**WORK TO DO:**
1. Decide whether each statement agrees with the urban-area fitting macro. For each of (a), (b) and (c), answer yes or no and quote the words of the text that decide it. (a) The macro reads its data from a file named DataSet1.txt. (b) The text counts urban areas with more than 3.000.000 inhabitants as medium size. (c) The constant Nmax is set to 500.
2. Shift every coordinate in the answers by adding 142 to each number. Then write out the records again, requests included, starting with the line that contains "Where can you see the horse head" and going on through the end of the records.

**EXTRACTED TEXT:**
◆ ◆ ◆ ◆
// ----------------------------------------------------------------------------------- // /* ROOT macro for fitting the number of urban areas with populations above a certain number. The urban areas of the world have almost always grown in size, and while the largest areas (> 3.000.000 inhabitants) are easily identified, it is harder to keep track of the medium size ones (2.000.000 < inhabitants < 3.000.000) and especially of the smaller (1.000.000 < inhabitants < 2.000.000). A way to estimate the number of medium size areas is by extrapolating from the those more populous, which is the goal of this exercise. Given a dataset, which lists the largest urban areas, these are to be fitted in order to give an estimate of the number of medium size urban areas. References: Cowan: Chapter 7 Bevington: Chapter 9 Author: Troels C. Petersen (NBI/CERN) Email: Troels.Petersen@cern.ch Date: 17th of September 2012 */ // ----------------------------------------------------------------------------------- // // Include from C++: #include #include #include #include #include

// Include from ROOT:
#include #include #include #include // ----------------------------------------------------------------------------------- //
double func_pop(double *x, double *par) {
// ----------------------------------------------------------------------------------- //
  if (x[0] - par[2] > 0.0) return par[0] + par[1] / pow((x[0] - par[2]), par[3]);
  else return 9999999999.0;
}



// ----------------------------------------------------------------------------------- //
void CityPop2() {
// ----------------------------------------------------------------------------------- //

  // Set the showing of statistics and fitting results (0 means off, 1111 means all on):
  gROOT->Reset();
  gStyle->SetOptStat(1111);
  gStyle->SetOptFit(1111);

  // Set the graphics:
  gStyle->SetStatBorderSize(1);
  gStyle->SetCanvasColor(0);
  gStyle->SetPalette(1);


  // ------------------------------------------------------------------ //
  // Read data and assign uncertainties:
  // ------------------------------------------------------------------ //

  // Open data file:
  FILE *data = fopen("DataSet1.txt","r");

  const int Nmax = 250;
  int dummy, n = 0;
  int population[Nmax], area[Nmax], density[Nmax];
  float growth[Nmax];
  char* info1[Nmax], info2[Nmax];

  // x (urban area population ranking) and y (urban area population) with errors:
  float x_plc[Nmax], ex_plc[Nmax];
  float y_pop[Nmax], ey_pop[Nmax];

  // Loop over and read data as long as there is data (i.e. not End-Of-File (EOF)).
◆ ◆ ◆ ◆
**PROVIDED RECORDS:**
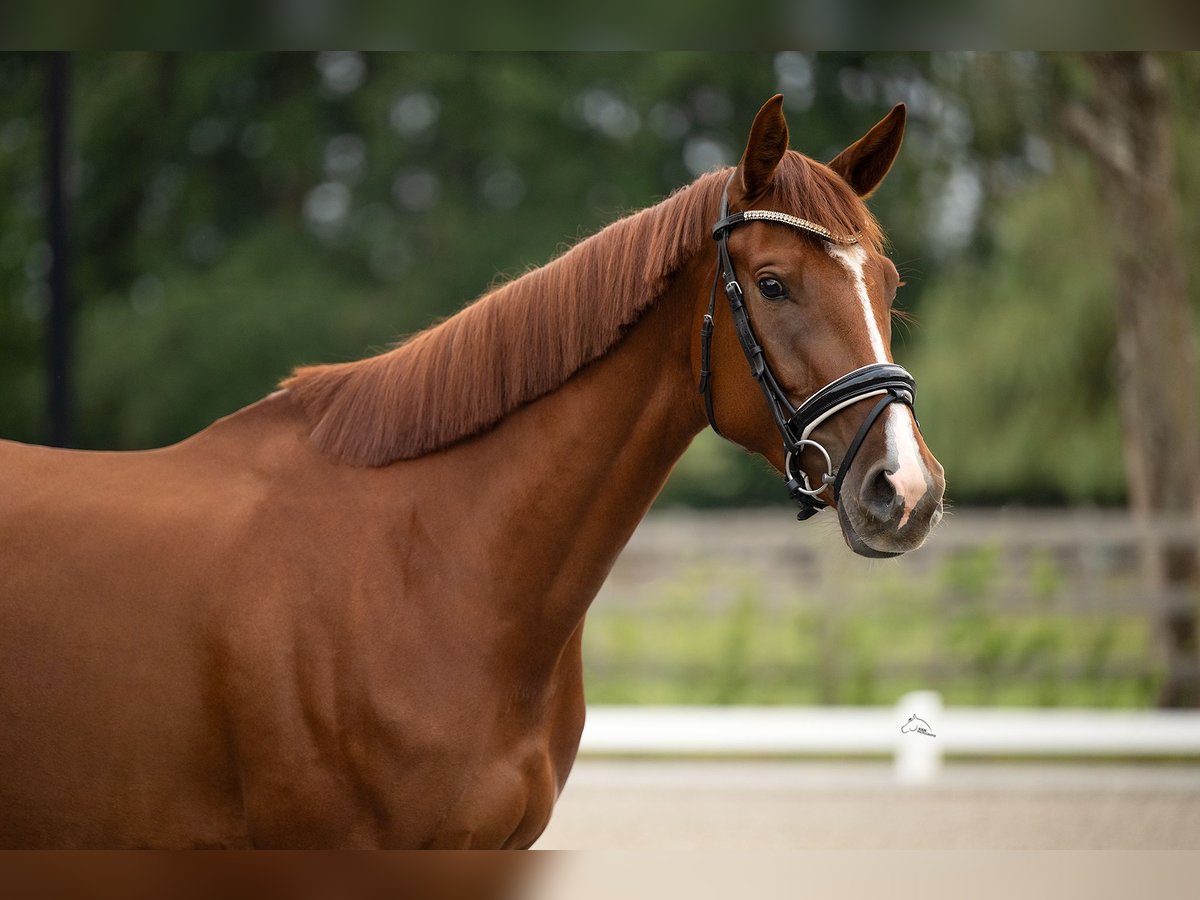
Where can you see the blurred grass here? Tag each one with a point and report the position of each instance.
(952, 629)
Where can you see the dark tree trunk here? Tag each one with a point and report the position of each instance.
(58, 323)
(1127, 130)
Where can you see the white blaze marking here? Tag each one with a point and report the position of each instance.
(910, 478)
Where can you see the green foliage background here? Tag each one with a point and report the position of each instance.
(237, 215)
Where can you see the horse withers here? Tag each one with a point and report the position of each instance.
(351, 615)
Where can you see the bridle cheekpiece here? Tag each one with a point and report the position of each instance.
(886, 381)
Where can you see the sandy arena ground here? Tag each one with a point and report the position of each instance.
(723, 805)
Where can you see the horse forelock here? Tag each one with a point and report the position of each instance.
(526, 337)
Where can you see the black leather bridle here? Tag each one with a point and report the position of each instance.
(886, 381)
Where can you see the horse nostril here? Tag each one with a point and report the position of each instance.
(879, 495)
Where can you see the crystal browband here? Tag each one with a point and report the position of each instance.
(767, 215)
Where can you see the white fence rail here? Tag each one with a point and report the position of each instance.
(918, 750)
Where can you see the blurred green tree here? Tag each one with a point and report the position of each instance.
(241, 214)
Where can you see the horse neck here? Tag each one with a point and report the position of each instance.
(559, 485)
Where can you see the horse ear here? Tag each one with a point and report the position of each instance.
(765, 149)
(865, 162)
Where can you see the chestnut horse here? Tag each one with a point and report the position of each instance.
(351, 615)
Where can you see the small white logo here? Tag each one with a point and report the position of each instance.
(917, 726)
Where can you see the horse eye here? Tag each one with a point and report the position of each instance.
(772, 289)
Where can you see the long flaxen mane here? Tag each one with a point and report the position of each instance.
(526, 337)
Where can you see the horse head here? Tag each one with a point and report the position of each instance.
(819, 300)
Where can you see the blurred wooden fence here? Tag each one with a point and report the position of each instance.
(1055, 598)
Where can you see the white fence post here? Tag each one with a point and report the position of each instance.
(918, 760)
◆ ◆ ◆ ◆
**WORKED SOLUTIONS:**
1.
(a) Yes: "FILE *data = fopen("DataSet1.txt","r");"
(b) No: "the medium size ones (2.000.000 < inhabitants < 3.000.000)"
(c) No: "const int Nmax = 250;"

2.
Where can you see the horse head here? Tag each one with a point and report the position of each instance.
(961, 442)
Where can you see the blurred wooden fence here? Tag each one with a point and report the position of each instance.
(1197, 740)
Where can you see the white fence post here? Tag each one with a point and report the position of each instance.
(1060, 902)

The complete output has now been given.